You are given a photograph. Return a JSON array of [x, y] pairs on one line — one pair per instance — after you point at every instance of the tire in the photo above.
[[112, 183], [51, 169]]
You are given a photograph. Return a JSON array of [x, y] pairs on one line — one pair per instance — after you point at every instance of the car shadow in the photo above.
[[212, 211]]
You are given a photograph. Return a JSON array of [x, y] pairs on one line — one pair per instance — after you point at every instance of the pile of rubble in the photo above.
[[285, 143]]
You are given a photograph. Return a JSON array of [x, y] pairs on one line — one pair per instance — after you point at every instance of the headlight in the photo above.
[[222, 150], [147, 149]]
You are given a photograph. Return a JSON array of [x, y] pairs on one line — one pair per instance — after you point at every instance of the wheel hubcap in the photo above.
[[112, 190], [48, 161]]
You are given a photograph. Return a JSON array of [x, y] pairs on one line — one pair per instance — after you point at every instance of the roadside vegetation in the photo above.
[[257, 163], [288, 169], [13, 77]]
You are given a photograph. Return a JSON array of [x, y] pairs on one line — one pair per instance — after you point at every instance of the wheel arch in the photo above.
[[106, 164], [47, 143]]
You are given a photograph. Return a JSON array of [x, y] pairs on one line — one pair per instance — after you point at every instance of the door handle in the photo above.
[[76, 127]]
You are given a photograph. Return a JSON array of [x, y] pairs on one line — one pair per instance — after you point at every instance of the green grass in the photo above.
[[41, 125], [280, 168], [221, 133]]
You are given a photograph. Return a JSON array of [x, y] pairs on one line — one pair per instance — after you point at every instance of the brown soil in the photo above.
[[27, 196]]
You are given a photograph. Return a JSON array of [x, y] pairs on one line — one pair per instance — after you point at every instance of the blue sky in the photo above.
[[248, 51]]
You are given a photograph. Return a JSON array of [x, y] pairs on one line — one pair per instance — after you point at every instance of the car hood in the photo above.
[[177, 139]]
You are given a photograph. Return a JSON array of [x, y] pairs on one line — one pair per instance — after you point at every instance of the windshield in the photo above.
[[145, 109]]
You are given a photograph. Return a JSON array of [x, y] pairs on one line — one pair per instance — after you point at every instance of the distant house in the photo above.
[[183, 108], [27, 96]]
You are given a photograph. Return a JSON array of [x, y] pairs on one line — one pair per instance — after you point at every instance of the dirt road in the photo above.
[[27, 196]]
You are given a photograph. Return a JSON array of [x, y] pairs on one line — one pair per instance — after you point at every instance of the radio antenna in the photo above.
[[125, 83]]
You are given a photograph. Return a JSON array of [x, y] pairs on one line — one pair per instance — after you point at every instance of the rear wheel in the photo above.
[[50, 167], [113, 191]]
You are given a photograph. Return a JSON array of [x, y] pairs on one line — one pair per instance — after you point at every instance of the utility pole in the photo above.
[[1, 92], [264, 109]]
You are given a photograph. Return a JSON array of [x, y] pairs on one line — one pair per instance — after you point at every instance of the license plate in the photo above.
==
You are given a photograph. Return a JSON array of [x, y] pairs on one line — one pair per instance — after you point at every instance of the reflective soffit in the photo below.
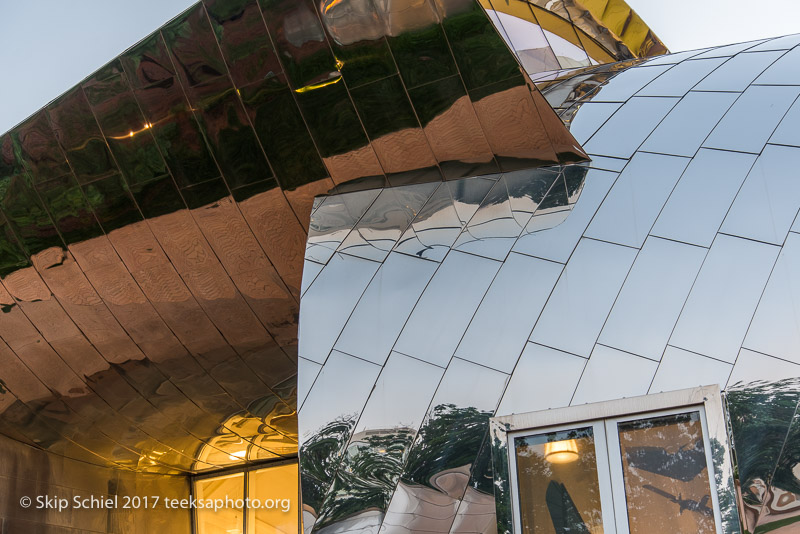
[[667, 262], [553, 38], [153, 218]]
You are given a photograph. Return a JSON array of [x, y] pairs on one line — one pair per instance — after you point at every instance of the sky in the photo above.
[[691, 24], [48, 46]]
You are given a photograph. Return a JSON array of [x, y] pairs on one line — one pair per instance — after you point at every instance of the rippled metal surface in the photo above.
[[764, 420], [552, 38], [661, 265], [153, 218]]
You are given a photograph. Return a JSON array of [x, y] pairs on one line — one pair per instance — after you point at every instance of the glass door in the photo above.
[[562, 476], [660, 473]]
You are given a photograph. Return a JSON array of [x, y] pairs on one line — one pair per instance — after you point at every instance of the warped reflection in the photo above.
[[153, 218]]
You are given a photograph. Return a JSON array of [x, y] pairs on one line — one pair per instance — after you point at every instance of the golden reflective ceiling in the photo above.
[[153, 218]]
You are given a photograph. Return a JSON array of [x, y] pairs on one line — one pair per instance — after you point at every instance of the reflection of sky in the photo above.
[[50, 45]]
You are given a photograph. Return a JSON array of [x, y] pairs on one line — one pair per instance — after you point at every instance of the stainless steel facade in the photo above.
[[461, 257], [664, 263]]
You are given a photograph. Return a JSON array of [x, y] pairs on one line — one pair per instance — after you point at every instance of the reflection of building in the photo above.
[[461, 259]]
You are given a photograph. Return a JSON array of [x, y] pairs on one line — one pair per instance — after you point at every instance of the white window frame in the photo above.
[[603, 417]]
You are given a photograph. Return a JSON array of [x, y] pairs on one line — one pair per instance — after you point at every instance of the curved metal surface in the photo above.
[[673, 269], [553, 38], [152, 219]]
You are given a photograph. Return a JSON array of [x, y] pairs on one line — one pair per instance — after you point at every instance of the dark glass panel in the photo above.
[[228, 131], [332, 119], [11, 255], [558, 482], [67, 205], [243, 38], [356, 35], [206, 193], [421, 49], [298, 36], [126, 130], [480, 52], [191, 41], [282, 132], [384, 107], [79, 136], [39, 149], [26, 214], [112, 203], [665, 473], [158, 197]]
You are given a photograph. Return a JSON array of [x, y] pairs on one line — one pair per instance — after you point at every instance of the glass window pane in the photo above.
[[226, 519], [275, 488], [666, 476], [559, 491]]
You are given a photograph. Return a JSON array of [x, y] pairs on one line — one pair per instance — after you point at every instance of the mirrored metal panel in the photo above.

§ **Problem to work on**
Reproduce word for word the material above, beginning with the line that contains "wheel in the photo above." and ending with the line that contains "plate in the photo above.".

§ **Answer to this problem**
You are given a photograph. Return a JSON array of [x, y] pairs on one line — one pair per instance — after you point at every instance of the rear wheel in the photo above.
[[50, 167], [113, 191]]
You are given a photograph. Return a JSON array of [x, y] pairs on one line — one pair per instance — after you point at every instance of the utility pole in the photo above.
[[1, 92], [264, 109]]
You are given a photograph. Return a JSON array of [x, y] pairs on one line — one pair per instance — after you point at every instance of the license plate in the photo above.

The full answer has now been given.